#### WHAT NEEDS TO BE DONE:
Count how many of the lines below contain the string "point", and give only that number.

↓

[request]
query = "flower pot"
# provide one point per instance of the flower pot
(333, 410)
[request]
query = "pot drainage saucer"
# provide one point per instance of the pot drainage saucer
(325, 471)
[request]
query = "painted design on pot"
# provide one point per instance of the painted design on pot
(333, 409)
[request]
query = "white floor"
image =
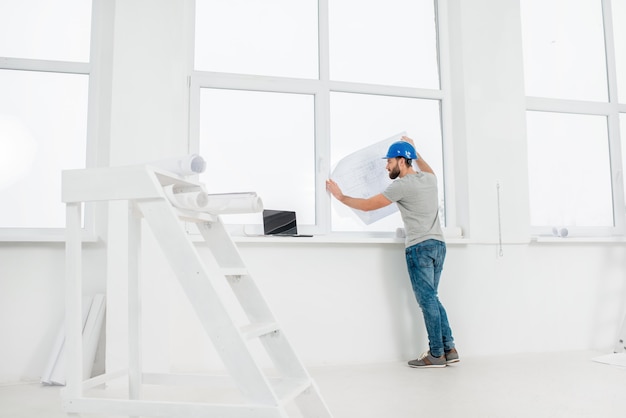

↑

#### FULL RESPONSE:
3